## THE TASK
Pull out every line below that holds the word "Query".

## SOURCE MATERIAL

+++

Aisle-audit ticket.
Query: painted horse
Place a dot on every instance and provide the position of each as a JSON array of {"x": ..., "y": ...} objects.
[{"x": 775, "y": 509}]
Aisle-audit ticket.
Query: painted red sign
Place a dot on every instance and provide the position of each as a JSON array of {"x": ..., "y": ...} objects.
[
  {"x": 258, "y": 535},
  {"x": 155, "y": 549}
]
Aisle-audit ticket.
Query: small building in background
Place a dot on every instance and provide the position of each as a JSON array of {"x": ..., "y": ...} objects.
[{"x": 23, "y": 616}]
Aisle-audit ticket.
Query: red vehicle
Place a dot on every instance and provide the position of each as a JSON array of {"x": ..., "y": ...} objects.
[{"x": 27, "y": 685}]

+++

## EXPECTED ANSWER
Query: painted horse
Query: painted red sign
Query: small building in background
Query: red vehicle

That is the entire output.